- _Objective_
Give every line below again, exactly.

- _Items_
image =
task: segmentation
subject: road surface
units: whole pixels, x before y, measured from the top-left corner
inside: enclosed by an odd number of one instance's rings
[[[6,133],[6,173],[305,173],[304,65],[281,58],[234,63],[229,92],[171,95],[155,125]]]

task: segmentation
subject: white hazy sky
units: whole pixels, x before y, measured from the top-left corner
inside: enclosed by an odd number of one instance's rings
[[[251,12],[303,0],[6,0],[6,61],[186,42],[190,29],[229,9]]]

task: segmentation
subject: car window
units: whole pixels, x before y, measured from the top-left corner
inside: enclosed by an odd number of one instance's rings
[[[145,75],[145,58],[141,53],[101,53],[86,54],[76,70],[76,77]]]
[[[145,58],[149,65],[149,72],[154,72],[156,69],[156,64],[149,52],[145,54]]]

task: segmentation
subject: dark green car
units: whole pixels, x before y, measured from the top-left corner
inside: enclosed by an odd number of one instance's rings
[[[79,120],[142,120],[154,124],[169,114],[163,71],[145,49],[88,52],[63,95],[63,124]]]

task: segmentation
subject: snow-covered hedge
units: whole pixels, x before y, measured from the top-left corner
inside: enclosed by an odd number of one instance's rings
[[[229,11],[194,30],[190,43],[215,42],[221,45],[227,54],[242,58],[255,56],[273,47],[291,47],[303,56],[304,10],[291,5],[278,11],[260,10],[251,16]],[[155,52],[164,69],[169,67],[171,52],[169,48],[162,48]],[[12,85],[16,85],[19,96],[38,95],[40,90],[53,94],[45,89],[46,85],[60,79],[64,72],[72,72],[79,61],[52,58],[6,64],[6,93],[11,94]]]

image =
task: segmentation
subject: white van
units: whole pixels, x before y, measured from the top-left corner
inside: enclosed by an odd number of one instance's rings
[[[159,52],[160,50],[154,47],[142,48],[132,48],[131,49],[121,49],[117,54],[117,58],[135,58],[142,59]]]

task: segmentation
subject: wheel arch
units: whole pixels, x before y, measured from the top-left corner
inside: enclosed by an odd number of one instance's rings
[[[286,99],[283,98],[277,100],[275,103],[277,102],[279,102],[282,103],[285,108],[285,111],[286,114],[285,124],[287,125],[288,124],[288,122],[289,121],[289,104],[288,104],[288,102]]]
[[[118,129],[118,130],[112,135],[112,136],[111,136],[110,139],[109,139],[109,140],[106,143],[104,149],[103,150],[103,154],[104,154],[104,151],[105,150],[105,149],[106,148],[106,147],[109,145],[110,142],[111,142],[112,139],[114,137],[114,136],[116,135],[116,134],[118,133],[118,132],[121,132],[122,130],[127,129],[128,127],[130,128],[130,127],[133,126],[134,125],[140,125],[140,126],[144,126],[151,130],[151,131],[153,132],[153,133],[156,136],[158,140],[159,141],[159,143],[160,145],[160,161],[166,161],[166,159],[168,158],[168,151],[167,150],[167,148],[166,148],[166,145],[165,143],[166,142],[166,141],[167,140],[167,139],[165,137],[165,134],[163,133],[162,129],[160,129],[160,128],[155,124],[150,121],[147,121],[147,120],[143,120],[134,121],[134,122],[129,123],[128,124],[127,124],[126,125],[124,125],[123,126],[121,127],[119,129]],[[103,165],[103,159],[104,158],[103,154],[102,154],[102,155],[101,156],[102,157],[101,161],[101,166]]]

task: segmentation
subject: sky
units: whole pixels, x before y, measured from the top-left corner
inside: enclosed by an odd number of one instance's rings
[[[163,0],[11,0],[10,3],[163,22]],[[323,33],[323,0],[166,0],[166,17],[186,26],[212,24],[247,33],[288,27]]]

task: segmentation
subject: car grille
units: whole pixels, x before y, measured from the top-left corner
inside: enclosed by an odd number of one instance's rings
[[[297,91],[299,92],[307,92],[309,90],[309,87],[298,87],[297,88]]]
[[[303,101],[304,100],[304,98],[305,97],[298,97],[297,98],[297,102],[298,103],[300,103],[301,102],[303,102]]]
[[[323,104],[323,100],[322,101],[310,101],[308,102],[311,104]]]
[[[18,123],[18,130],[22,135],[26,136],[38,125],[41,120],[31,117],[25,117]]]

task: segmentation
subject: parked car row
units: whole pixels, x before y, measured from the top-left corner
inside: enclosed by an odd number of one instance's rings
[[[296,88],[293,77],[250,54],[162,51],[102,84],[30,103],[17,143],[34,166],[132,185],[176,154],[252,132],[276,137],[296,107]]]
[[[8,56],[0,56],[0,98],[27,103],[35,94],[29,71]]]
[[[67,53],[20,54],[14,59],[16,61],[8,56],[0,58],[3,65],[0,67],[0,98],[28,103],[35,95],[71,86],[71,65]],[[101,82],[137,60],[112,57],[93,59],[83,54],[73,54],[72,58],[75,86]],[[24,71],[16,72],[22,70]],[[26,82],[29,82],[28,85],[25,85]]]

- _Completed task_
image =
task: segmentation
subject: road surface
units: whole pixels, x before y, measured from the top-left corner
inside: enclosed by an odd number of one instance's rings
[[[6,133],[6,173],[305,173],[304,65],[281,58],[234,63],[229,92],[171,95],[155,125]]]

task: segmentation
subject: white hazy sky
units: whole pixels, x before y, measured from the top-left corner
inside: enclosed by an odd number of one instance's rings
[[[251,12],[303,0],[6,0],[6,61],[186,42],[190,29],[229,9]]]

task: segmentation
subject: car window
units: whole pixels, x before y, measured from the top-left corner
inside: enclosed by an odd number of one instance's rings
[[[145,75],[145,58],[141,53],[101,53],[86,54],[76,70],[76,77]]]
[[[145,58],[149,65],[149,72],[154,72],[156,69],[156,64],[149,52],[145,54]]]

task: segmentation
subject: dark green car
units: whole pixels, x before y, measured from the top-left corner
inside: enclosed by an odd number of one instance's rings
[[[79,120],[142,120],[154,124],[169,114],[163,71],[145,49],[88,52],[63,95],[63,124]]]

task: segmentation
subject: snow-covered hedge
units: whole pixels, x before y, measured from the top-left corner
inside: enclosed by an odd number of one instance's rings
[[[229,11],[194,30],[190,43],[215,42],[221,45],[227,54],[242,58],[255,56],[273,47],[291,47],[303,56],[304,10],[291,5],[278,11],[260,10],[251,16]],[[155,52],[164,69],[169,67],[171,52],[169,48],[162,48]],[[12,85],[16,85],[19,96],[38,95],[40,90],[53,94],[45,89],[46,85],[60,79],[64,72],[72,72],[79,61],[52,58],[6,64],[6,93],[11,94]]]

image =
task: segmentation
subject: white van
units: whole pixels, x before y, measured from the top-left corner
inside: enclosed by an odd number of one instance's rings
[[[159,52],[160,50],[154,47],[142,48],[132,48],[131,49],[121,49],[117,54],[117,58],[135,58],[142,59]]]

task: segmentation
subject: wheel arch
units: whole pixels, x before y, measured from the top-left corner
inside: enclosed by an odd number of one instance's rings
[[[286,99],[283,98],[277,100],[275,103],[277,102],[279,102],[282,103],[285,108],[285,111],[286,114],[285,124],[287,125],[288,124],[288,122],[289,121],[289,104],[288,104],[288,102]]]
[[[118,129],[118,130],[112,135],[112,136],[111,136],[110,139],[109,139],[109,140],[106,143],[104,149],[103,150],[103,154],[104,154],[104,151],[105,150],[105,149],[106,148],[106,147],[109,145],[110,142],[111,142],[112,139],[114,137],[114,136],[116,135],[116,134],[118,133],[118,132],[121,132],[122,130],[127,129],[128,127],[130,128],[130,127],[133,126],[134,125],[140,125],[140,126],[144,126],[151,130],[151,131],[153,132],[153,133],[156,136],[158,140],[159,141],[159,143],[160,145],[160,161],[166,161],[166,159],[168,158],[168,151],[167,150],[167,148],[166,148],[166,145],[165,143],[166,142],[166,141],[167,140],[167,139],[165,137],[165,134],[163,133],[162,129],[160,129],[160,128],[155,124],[150,121],[147,121],[147,120],[143,120],[134,121],[134,122],[129,123],[128,124],[127,124],[126,125],[124,125],[123,126],[121,127],[119,129]],[[103,165],[103,159],[104,158],[103,154],[102,154],[102,155],[101,156],[102,157],[101,161],[101,166]]]

task: segmentation
subject: sky
units: whole pixels, x before y, measured from the top-left corner
inside: enclosed by an odd number of one instance's rings
[[[163,0],[11,0],[10,3],[163,22]],[[323,33],[323,0],[166,0],[166,17],[186,26],[212,24],[247,33],[288,27]]]

task: segmentation
subject: car grille
units: whole pixels, x before y, measured from the top-left corner
inside: enclosed by an odd number of one instance's rings
[[[297,91],[299,92],[307,92],[309,90],[309,87],[298,87],[297,88]]]
[[[303,101],[304,100],[304,98],[305,97],[298,97],[297,98],[297,102],[298,103],[300,103],[301,102],[303,102]]]
[[[323,104],[323,100],[322,101],[310,101],[308,102],[311,104]]]
[[[18,123],[18,130],[22,135],[26,136],[38,125],[41,120],[31,117],[25,117]]]

task: segmentation
subject: parked car row
units: whole pixels, x before y, measured from the top-left corner
inside: enclosed by an odd number of one instance's rings
[[[296,88],[293,77],[250,54],[162,51],[102,84],[30,103],[17,143],[34,166],[132,185],[176,154],[252,132],[276,137],[296,107]]]
[[[8,56],[0,56],[0,98],[27,103],[35,94],[29,71]]]
[[[67,53],[20,54],[14,59],[16,61],[8,56],[0,58],[3,65],[0,67],[0,98],[28,103],[35,95],[71,86],[71,65]],[[101,82],[137,60],[112,57],[93,59],[83,54],[73,54],[72,58],[75,86]],[[24,71],[16,72],[22,70]],[[26,82],[29,82],[28,85],[25,85]]]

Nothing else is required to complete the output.